* Work request *
Please return each line of the listing below exactly as written.

* Data shown *
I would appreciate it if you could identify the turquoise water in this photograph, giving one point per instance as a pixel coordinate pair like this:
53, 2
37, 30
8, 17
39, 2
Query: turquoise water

* Exercise output *
I would appreciate it if you could identify the turquoise water in this photograph, giving one point per instance as a pixel coordinate pair like this:
53, 2
37, 30
8, 17
39, 2
Query: turquoise water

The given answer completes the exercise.